Excerpted text Start Marker

The book — a revelation

I grew up in a nonreligious household in what was even then a notably irreligious part of the country (an hour north of Boston in New Hampshire). Dad had gone to Catholic school in the Midwest but never bought the scheme; Mom had gone to some nondenominational Protestant church as a matter of social course and was told little more than “Don’t wear make-up and short skirts.” There was no Internet, all of my churchgoing friends were Catholic, and discussions of theology among friends and family members were just not a part of my life. I did understand that atheists were a much-tsk-tsked bunch of people, but this was mostly an abstraction.On the whole I would say I was a nonbeliever in the chiefly atheistic sense, normatively speaking, from the start — I even remember asking my dad when I was around seven, “Why do people believe in God?” and not “Who or what is God?” and the way I phrased this alone was probably indicative of where I would wind up on the belief scale. (As I recall, his answer was along the lines of, “Because they were mostly slaves who worked all day for a bucket of soup and needed something better to believe in than that.”)

Excerpted text End Marker
Given records Start Marker

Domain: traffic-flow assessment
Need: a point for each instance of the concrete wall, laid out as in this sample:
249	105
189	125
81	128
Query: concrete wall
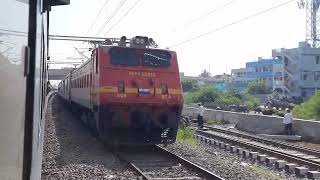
260	124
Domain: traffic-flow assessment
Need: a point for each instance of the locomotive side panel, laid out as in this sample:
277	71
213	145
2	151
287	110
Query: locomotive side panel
139	103
81	82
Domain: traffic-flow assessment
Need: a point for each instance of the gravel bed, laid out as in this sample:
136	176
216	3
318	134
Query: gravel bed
289	151
70	152
226	165
171	172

Given records End Marker

List every geographic place named in the essay about growing up in a nonreligious household.

▸ **Written solution**
Boston, New Hampshire, the Midwest